TASK TO CARRY OUT
The listing is to be reproduced exactly, excluding its pictures.
** Opening MATERIAL PROVIDED block **
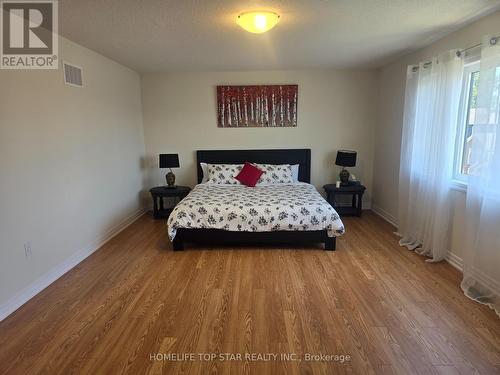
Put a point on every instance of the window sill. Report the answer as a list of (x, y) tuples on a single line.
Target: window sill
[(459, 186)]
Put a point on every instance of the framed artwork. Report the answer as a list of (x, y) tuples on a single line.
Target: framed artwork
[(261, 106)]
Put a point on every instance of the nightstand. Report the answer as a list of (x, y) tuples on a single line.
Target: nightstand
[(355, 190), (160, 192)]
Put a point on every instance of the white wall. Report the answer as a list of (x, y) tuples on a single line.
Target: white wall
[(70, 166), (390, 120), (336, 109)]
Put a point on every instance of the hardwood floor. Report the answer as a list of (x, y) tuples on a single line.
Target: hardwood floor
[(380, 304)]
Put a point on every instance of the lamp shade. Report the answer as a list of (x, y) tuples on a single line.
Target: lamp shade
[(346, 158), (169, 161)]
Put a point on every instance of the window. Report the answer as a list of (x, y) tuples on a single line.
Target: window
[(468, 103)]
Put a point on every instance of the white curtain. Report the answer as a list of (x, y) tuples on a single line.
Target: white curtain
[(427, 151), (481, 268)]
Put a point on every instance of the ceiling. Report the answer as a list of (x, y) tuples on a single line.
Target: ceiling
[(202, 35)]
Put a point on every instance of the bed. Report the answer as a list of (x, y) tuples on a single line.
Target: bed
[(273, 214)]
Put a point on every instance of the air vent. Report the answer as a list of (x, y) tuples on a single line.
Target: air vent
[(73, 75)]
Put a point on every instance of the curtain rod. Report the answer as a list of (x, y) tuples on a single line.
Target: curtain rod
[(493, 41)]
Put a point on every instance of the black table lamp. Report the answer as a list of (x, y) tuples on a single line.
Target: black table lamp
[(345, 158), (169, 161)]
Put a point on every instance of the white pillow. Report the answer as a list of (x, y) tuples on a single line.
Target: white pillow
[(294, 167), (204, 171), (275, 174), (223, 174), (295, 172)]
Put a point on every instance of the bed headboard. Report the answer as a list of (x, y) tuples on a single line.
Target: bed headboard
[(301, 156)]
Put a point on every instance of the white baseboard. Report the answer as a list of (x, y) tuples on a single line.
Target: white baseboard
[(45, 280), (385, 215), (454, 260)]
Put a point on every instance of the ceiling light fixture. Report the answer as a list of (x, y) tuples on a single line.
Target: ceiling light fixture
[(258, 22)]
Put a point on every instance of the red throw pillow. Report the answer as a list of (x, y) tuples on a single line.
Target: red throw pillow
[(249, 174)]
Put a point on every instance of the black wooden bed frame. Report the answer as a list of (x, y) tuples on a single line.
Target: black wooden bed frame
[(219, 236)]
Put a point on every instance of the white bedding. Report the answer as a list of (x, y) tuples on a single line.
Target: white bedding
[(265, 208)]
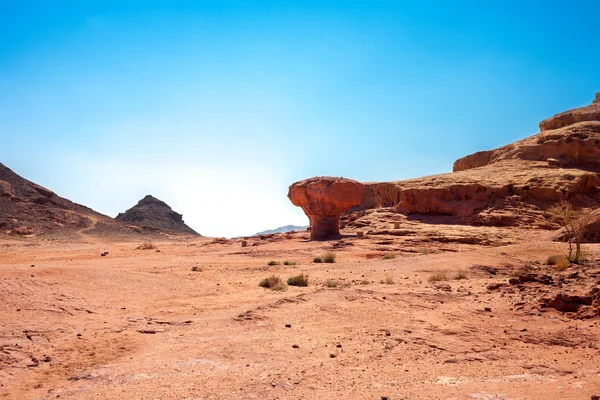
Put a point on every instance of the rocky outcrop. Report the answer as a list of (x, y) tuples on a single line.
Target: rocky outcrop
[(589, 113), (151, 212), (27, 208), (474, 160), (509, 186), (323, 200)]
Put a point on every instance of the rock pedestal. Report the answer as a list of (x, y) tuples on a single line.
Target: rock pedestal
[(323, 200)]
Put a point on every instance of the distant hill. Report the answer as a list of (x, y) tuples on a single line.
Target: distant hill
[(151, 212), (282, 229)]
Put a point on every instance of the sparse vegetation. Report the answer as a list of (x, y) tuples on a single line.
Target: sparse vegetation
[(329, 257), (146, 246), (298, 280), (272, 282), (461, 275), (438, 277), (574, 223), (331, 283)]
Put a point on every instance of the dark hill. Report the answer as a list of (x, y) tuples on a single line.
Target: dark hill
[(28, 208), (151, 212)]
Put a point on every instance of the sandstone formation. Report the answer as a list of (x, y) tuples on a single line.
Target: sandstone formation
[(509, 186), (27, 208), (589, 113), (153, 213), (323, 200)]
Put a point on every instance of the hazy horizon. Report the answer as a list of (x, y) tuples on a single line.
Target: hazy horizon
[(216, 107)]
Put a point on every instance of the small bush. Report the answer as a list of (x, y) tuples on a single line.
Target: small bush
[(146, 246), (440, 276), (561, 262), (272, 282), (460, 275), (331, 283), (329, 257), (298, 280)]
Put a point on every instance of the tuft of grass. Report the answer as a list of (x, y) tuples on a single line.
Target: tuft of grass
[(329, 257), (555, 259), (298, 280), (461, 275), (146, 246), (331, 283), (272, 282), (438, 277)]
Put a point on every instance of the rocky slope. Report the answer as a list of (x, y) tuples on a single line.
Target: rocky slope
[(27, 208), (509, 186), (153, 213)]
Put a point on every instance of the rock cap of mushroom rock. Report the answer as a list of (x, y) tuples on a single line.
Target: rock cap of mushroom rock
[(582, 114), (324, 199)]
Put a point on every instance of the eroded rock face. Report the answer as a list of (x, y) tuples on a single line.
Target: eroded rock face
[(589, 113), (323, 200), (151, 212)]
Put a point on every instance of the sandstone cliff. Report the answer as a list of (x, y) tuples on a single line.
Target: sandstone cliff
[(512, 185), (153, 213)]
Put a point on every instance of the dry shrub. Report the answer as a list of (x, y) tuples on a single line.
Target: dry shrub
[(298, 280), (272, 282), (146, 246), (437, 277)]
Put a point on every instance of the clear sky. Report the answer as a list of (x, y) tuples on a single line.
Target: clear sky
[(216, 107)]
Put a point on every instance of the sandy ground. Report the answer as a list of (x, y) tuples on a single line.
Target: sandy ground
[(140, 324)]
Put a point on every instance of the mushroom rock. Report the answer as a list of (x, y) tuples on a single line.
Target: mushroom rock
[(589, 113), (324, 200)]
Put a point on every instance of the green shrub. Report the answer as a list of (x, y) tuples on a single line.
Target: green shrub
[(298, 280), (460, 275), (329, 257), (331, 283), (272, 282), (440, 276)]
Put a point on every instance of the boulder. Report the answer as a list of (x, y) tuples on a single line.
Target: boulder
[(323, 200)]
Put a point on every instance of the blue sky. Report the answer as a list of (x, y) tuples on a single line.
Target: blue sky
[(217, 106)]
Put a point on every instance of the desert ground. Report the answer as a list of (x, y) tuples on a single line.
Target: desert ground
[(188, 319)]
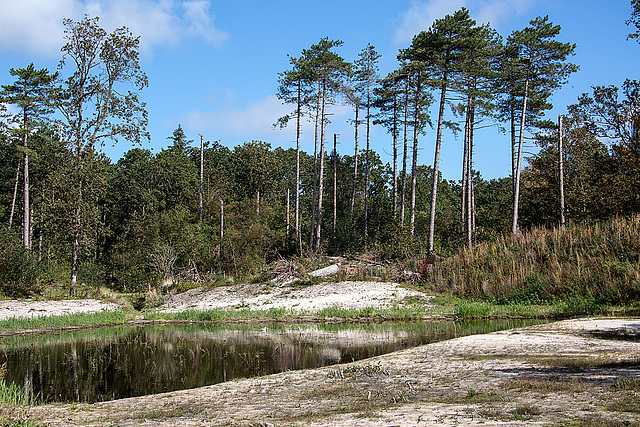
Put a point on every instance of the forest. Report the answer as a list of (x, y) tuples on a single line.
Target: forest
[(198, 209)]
** Closing MATERIAL PROVIDED block **
WRITTEN ANSWER
Put a point on every instance of the window sill. Report the answer as a list of (x, y) tuples on a single line.
Target: window sill
[(459, 186)]
Put a point on every instance of the framed artwork. Report the answer as a list of (x, y) tuples on a single line.
Target: framed artwork
[(261, 106)]
Put a point on every instance of the nightstand. Report the answer as a list of (x, y) tuples on a single line.
Target: nightstand
[(355, 190), (160, 192)]
Put a point on every instance of the white wall. Report the answer as a list of (x, y) tuples on a single line.
Target: white wall
[(70, 166), (390, 120), (336, 109)]
Put a point on every instance of the hardwood floor. Report the answer as a list of (x, y) tuples on a single line.
Target: hardwood floor
[(380, 304)]
Put a point on every instance of the lamp shade. Report the answer as a list of (x, y) tuples on a single line.
Target: lamp shade
[(346, 158), (169, 161)]
Put a point on every instance of the window. Report the answer as a list of (x, y) tuples on a single line.
Target: window
[(468, 103)]
Put a point on every instance of the white curtain. Report the answer as a list of (x, y) tuples on a single line.
Target: white curtain
[(427, 151), (481, 268)]
Put a point on every instance of the ceiling. Report the answer as a list of (x, y) tuples on a single line.
Target: ceiling
[(202, 35)]
Put a point on every instance of the bed. Report the answer as a list of (x, y) tuples on a single line.
Target: bed
[(273, 214)]
Put a point on every instance of the air vent. Report the answer as a list of (x, y) tuples on a single line.
Target: air vent
[(73, 75)]
Put a point on every instance of the curtain rod. Report the answer as a list of (x, y) tuples on a single line.
Target: curtain rod
[(493, 41)]
Put a point on every instance of the black table lamp. Report the answer as a list of (x, y) tuples on a single line.
Target: black table lamp
[(345, 158), (169, 161)]
Put a point on every instance of the white pillow. Report the answer as a list of (x, y) tuples on a single line.
Target: white pillow
[(294, 167), (204, 171), (275, 174), (223, 174), (295, 172)]
Put a point on every instance of the bed headboard. Report the answer as a list of (x, y) tuples on a single line.
Target: bed headboard
[(301, 156)]
Put a point on every instance of the white baseboard. Report the answer as a list of (x, y) tuples on a single line.
Target: white baseboard
[(45, 280), (385, 215), (454, 260)]
Put a point on every instance of the ceiling light fixture. Report the answer as a list of (x, y) tuples on a single line.
Target: ceiling light fixture
[(258, 22)]
Put a point on every instance of the red throw pillow. Report the answer as a list of (x, y) tuples on a single line.
Target: red throw pillow
[(249, 174)]
Put a point on every instance of the black wooden bed frame. Report the answer as a list of (x, y) tuples on a single line.
Target: black wooden bed frame
[(219, 236)]
Put a point on every instance of the white bedding. Report the answer as a list of (x, y) tuples on a single line.
Target: white bedding
[(265, 208)]
Put a point on every instance of the rocky outcrop. Report the answer as a list of (x, y) tuples on a single line.
Target: rocky outcrop
[(589, 113), (151, 212), (27, 208), (474, 160), (509, 186), (323, 200)]
Put a point on every instance of the rock pedestal. Report the answer as a list of (x, y) tuples on a single line.
Target: rock pedestal
[(323, 200)]
Put a point on every instance of the distant hill. Report the answer as a list of (x, y) tuples on a single line.
Target: distant hill
[(151, 212), (282, 229)]
Put a point on every instance of the sparse vegetation. Report the answer as a list of (x, y) tuples on a single line.
Target: sparse vegetation
[(329, 257), (146, 246), (298, 280), (272, 282), (461, 275), (438, 277), (574, 223), (331, 283)]
Put a point on every instance of the dark hill. Report the answer as a list of (x, y) tuples on a single line.
Target: dark hill
[(28, 208), (151, 212)]
Put a point on every instance of the sandstone formation. Report the answer as a list of (x, y) tuples on a single line.
Target: sandstone formation
[(509, 186), (27, 208), (589, 113), (153, 213), (323, 200)]
Put a point on every instance of the hazy horizon. Report the answer as a list of (x, y) tuples on a single line.
Target: hazy horizon
[(216, 107)]
Put a point on every instance of the small bush. Report the answer as a list of (x, y) tuples on a single line.
Target: small bush
[(146, 246), (440, 276), (561, 262), (272, 282), (460, 275), (331, 283), (329, 257), (298, 280)]
Put a point on every instance of the tuft of grass. Report the answer as a list of (x, y) tuples on a single line.
Target: tuft of grass
[(329, 257), (555, 259), (298, 280), (461, 275), (146, 246), (331, 283), (272, 282), (438, 277)]
Put a point on every instance of the rocky slope. Report the answer as a list of (x, y) tuples on a single line.
Target: rocky slope
[(27, 208), (509, 186), (153, 213)]
Put a point on every instance of the rock cap of mushroom rock. Report the answer as a list of (x, y) tuples on a single line.
Target: rock cap of mushroom rock
[(582, 114), (324, 199)]
Put a point on every instance of the eroded rock face. Report the answer as a list of (x, y) tuples on a single line.
Target: eroded rock face
[(589, 113), (323, 200), (151, 212)]
Put a point on every instance of the sandstone cliff. Report the answer as a list of (x, y) tuples on a single line.
Target: sandstone cliff
[(512, 185), (153, 213)]
Put a point on every instance of the dry shrub. Report the answer as a list of (x, y) tuples on a single line.
Target: dry shrub
[(298, 280), (272, 282), (146, 246), (437, 277)]
Put a point on every instance of the clear sky. Report the answer as a list of (x, y) tuples on a single line.
Target: clear sky
[(216, 107)]
Put a point on every instance of the sandy ground. Report the answer as a list of (x, y) tuples on a single line.
Target: sandy ground
[(140, 324)]
Put a point on every instance of the mushroom rock. Report the answer as a list of (x, y) tuples on a single line.
Target: mushroom rock
[(589, 113), (324, 200)]
Put a point on every instance of the green shrub. Report the answer as a list of (x, y) tuples on a single line.
Target: green shrub
[(298, 280), (460, 275), (329, 257), (331, 283), (272, 282), (440, 276)]
Put a point on every instance of the boulder. Report the answer as a list of (x, y) tuples on a single line.
Target: boulder
[(323, 200)]
Put a point on every instance of the blue sky. Report the answer as a list of (x, y) tuples on a single line.
Target: blue sky
[(217, 106)]
Put a point on every instance of the desert ground. Report the answer as a list of (x, y) tuples on a single line.
Target: desert ground
[(188, 319)]
Put a point on every instance of the forest. Report the answer as a list of (x, y) tuples on a single line.
Target: forest
[(198, 209)]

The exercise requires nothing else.